══ Data for processing

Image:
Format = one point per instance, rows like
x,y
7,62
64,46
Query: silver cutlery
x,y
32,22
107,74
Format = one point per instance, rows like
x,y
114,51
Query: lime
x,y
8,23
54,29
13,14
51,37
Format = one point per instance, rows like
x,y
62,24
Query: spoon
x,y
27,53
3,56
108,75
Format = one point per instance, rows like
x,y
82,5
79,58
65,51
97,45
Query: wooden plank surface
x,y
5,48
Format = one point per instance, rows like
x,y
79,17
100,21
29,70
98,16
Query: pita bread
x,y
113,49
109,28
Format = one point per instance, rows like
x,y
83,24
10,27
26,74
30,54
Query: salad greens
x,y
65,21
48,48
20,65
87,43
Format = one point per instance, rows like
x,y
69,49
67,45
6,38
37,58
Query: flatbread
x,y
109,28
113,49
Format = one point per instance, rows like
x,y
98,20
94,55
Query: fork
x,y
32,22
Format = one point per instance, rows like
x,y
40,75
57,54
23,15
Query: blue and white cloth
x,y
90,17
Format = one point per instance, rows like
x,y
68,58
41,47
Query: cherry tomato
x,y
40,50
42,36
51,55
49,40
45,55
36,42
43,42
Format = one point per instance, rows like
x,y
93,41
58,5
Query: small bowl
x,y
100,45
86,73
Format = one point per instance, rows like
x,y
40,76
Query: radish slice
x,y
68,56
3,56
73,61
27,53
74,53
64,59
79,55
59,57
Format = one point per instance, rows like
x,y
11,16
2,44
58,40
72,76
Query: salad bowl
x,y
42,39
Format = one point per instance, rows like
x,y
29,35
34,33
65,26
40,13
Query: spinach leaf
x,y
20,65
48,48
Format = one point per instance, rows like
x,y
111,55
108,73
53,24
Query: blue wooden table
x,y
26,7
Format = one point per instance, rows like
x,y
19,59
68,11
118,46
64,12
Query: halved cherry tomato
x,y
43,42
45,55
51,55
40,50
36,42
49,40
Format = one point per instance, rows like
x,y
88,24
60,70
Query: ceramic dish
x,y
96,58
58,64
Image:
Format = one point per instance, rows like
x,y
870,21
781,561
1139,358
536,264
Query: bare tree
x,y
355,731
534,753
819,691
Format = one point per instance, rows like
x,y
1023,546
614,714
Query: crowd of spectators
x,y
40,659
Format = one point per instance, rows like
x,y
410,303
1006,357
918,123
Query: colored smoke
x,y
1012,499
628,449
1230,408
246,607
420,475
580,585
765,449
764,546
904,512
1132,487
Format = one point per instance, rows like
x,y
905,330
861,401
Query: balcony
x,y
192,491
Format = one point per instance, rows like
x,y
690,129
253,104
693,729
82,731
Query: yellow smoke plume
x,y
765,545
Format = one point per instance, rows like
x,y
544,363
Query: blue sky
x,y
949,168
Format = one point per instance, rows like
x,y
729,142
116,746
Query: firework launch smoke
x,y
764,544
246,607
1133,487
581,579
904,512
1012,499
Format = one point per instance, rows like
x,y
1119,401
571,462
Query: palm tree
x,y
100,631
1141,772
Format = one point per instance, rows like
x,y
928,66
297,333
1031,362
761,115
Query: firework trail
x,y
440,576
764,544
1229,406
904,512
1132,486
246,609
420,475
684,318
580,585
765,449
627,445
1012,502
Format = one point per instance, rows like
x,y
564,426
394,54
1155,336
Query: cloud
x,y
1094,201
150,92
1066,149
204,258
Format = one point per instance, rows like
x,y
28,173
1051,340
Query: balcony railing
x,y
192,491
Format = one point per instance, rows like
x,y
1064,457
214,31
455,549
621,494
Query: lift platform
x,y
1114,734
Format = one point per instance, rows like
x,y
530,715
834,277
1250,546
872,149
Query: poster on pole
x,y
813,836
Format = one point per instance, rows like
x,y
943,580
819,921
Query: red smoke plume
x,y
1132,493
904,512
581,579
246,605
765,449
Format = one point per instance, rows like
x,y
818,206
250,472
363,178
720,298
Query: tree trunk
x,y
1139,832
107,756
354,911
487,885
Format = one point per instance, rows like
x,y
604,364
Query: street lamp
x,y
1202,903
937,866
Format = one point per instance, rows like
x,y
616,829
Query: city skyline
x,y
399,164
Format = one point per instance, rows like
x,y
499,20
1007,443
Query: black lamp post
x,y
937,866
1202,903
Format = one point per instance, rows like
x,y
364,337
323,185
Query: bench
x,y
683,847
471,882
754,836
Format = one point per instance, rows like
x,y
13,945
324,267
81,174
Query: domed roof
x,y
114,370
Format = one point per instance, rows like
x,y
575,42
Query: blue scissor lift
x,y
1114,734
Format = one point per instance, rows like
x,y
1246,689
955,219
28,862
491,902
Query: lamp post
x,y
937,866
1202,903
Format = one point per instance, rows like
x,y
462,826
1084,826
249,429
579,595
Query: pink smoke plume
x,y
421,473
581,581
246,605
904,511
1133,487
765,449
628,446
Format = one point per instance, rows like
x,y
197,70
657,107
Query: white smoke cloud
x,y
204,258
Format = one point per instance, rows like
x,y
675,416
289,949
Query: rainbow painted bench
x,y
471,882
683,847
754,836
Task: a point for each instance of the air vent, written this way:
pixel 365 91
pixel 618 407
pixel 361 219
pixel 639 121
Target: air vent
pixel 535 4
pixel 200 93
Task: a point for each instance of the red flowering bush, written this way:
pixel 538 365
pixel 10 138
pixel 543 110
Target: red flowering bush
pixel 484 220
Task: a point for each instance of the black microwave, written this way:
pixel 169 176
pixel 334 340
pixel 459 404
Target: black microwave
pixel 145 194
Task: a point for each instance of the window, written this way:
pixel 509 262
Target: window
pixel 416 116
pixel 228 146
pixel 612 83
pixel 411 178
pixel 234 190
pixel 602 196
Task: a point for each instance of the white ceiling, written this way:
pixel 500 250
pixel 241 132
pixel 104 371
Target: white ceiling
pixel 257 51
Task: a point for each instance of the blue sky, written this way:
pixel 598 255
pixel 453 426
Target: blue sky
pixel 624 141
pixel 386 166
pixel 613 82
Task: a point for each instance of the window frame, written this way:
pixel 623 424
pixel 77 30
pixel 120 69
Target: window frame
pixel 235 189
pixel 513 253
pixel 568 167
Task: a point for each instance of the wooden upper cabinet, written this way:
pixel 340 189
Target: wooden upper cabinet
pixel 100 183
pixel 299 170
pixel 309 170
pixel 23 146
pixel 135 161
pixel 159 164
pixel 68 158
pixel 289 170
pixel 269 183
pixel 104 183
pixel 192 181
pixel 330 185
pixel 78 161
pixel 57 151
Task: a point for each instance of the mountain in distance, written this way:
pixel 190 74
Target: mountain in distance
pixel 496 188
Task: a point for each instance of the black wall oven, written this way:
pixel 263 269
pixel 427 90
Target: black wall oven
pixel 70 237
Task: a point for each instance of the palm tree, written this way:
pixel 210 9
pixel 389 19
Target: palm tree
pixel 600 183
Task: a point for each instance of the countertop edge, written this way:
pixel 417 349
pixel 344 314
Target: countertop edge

════

Written instruction
Retype all of the data shown above, word for word.

Written solution
Image:
Format = one point per instance, rows like
x,y
7,62
64,46
Query: silver cutlery
x,y
32,22
107,74
Format = one point per instance, rows like
x,y
114,51
Query: lime
x,y
8,23
54,29
13,14
51,37
Format = one point per instance, rows like
x,y
62,24
Query: spoon
x,y
27,53
3,56
108,75
Format = one point per instance, rows like
x,y
82,5
79,58
65,51
97,45
Query: wooden plank surface
x,y
5,48
Format = one point per instance, rows like
x,y
79,17
100,21
29,70
98,16
Query: pita bread
x,y
113,49
109,28
Format = one point per instance, rows like
x,y
83,24
10,27
26,74
30,54
Query: salad greens
x,y
65,21
48,48
20,65
87,43
Format = one point per instance, rows like
x,y
69,49
67,45
6,38
37,58
Query: flatbread
x,y
109,28
113,49
Format = one point per instance, rows like
x,y
98,20
94,55
Query: fork
x,y
32,22
Format = one point per instance, rows like
x,y
40,75
57,54
23,15
Query: blue and white cloth
x,y
90,17
Format = one point per instance, rows like
x,y
68,58
41,47
Query: cherry tomato
x,y
40,50
42,36
51,55
49,40
45,55
36,42
43,42
Format = one point per instance, rows like
x,y
93,41
58,5
Query: small bowl
x,y
100,45
86,73
Format = one point per instance, rows like
x,y
40,76
Query: radish slice
x,y
68,56
3,56
73,61
27,53
74,53
64,59
79,55
59,57
Format = one point per instance, rows like
x,y
11,16
2,44
58,40
72,76
Query: salad bowl
x,y
42,39
Format = one point per instance, rows like
x,y
29,35
34,33
65,26
40,13
Query: spinach leaf
x,y
20,65
48,48
Format = one point per instance, rows like
x,y
111,55
108,73
53,24
Query: blue wooden table
x,y
26,7
Format = one point per instance, rows like
x,y
19,59
68,11
118,46
64,12
Query: halved cherry tomato
x,y
43,42
45,55
51,55
40,50
36,42
49,40
Format = one point per instance, rows like
x,y
88,24
60,70
Query: ceramic dish
x,y
96,58
58,64
Image:
Format = one point per instance, rows like
x,y
870,21
781,561
1139,358
536,264
Query: bare tree
x,y
355,731
534,753
819,691
Format = one point per instance, rows like
x,y
1023,546
614,714
Query: crowd of spectators
x,y
40,659
Format = one point per instance, rows like
x,y
410,303
1006,357
918,123
Query: colored smoke
x,y
1012,499
628,449
1230,408
246,607
420,475
580,585
765,449
764,546
904,512
1132,487
Format = one point per instance, rows like
x,y
905,330
861,401
Query: balcony
x,y
192,491
Format = one point per instance, rows like
x,y
690,129
253,104
693,729
82,731
Query: yellow smoke plume
x,y
765,545
Format = one point per instance, rows like
x,y
544,363
Query: blue sky
x,y
949,168
Format = one point per instance, rows like
x,y
729,142
116,746
Query: firework launch smoke
x,y
764,544
246,607
1133,487
581,579
904,512
1012,499
Format = one point per instance, rows like
x,y
1119,401
571,462
Query: palm tree
x,y
100,631
1141,772
Format = one point per instance, rows like
x,y
928,66
297,333
1031,362
761,115
Query: firework trail
x,y
440,576
764,544
1229,406
904,512
1132,486
246,609
420,475
684,318
580,585
765,449
627,445
1012,502
Format = one point per instance, rows like
x,y
564,426
394,54
1155,336
Query: cloud
x,y
1094,201
150,92
1066,149
204,258
Format = one point per instance, rows like
x,y
28,173
1051,340
Query: balcony railing
x,y
192,491
Format = one point per instance, rows like
x,y
1064,457
214,31
455,549
621,494
Query: lift platform
x,y
1114,734
Format = one point per instance, rows like
x,y
530,715
834,277
1250,546
872,149
Query: poster on pole
x,y
813,836
Format = one point per instance, rows like
x,y
943,580
819,921
Query: red smoke plume
x,y
1132,493
904,512
581,579
246,605
765,449
Format = one point per instance, rows like
x,y
818,206
250,472
363,178
720,298
Query: tree trunk
x,y
1139,832
107,756
354,911
487,885
Format = one point per instance, rows like
x,y
604,364
Query: street lamp
x,y
1202,903
937,866
Format = one point per instance, rows like
x,y
616,829
Query: city skyline
x,y
399,164
Format = one point per instance, rows like
x,y
499,20
1007,443
Query: black lamp post
x,y
937,866
1202,903
Format = one point per instance, rows like
x,y
364,337
323,185
Query: bench
x,y
683,847
471,882
754,836
Format = one point per instance, rows like
x,y
13,945
324,267
81,174
Query: domed roof
x,y
114,370
Format = one point per instance, rows like
x,y
575,42
Query: blue scissor lift
x,y
1114,734
Format = one point per instance, rows like
x,y
1246,689
955,219
28,862
491,902
Query: lamp post
x,y
937,866
1202,903
Format = one point per instance, rows like
x,y
462,826
1084,826
249,429
579,595
Query: pink smoke plume
x,y
421,473
581,581
246,605
904,511
1133,487
765,449
628,446
Format = one point per instance, rows like
x,y
197,70
657,107
Query: white smoke cloud
x,y
204,258
Format = one point per instance, rows like
x,y
675,416
289,949
Query: rainbow painted bench
x,y
471,882
683,847
754,836
Task: a point for each instance of the air vent, written this way:
pixel 365 91
pixel 618 407
pixel 361 219
pixel 639 121
Target: air vent
pixel 535 4
pixel 200 93
Task: a point for each instance of the red flowering bush, written this way:
pixel 538 365
pixel 10 138
pixel 543 110
Target: red flowering bush
pixel 484 220
Task: a point for each instance of the black microwave, written this way:
pixel 169 176
pixel 334 340
pixel 459 404
Target: black microwave
pixel 145 194
Task: a point for each instance of the window, written this way:
pixel 509 262
Target: window
pixel 416 116
pixel 228 146
pixel 612 83
pixel 411 178
pixel 234 190
pixel 602 196
Task: a point for each instance of the white ceiling, written this way:
pixel 500 250
pixel 241 132
pixel 104 371
Target: white ceiling
pixel 257 51
Task: a point for each instance of the blue sky, written this way:
pixel 598 255
pixel 453 426
Target: blue sky
pixel 624 141
pixel 386 166
pixel 613 82
Task: a point for each instance of the window frame, written this way:
pixel 623 424
pixel 77 30
pixel 120 69
Target: window frame
pixel 235 189
pixel 513 253
pixel 568 167
Task: a point for each instance of the wooden upper cabinet, written this way:
pixel 340 189
Target: wooden upper cabinet
pixel 100 183
pixel 299 170
pixel 309 170
pixel 23 146
pixel 135 161
pixel 159 164
pixel 68 158
pixel 289 170
pixel 269 183
pixel 104 183
pixel 192 181
pixel 330 185
pixel 78 161
pixel 57 151
Task: a point for each instance of the mountain in distance, written this way:
pixel 190 74
Target: mountain in distance
pixel 496 188
Task: a point for each instance of the black wall oven, written this way:
pixel 263 269
pixel 427 90
Target: black wall oven
pixel 70 237
Task: a point for each instance of the palm tree, written this way:
pixel 210 9
pixel 389 19
Target: palm tree
pixel 600 183
Task: a point for each instance of the countertop edge, written this way:
pixel 417 349
pixel 344 314
Target: countertop edge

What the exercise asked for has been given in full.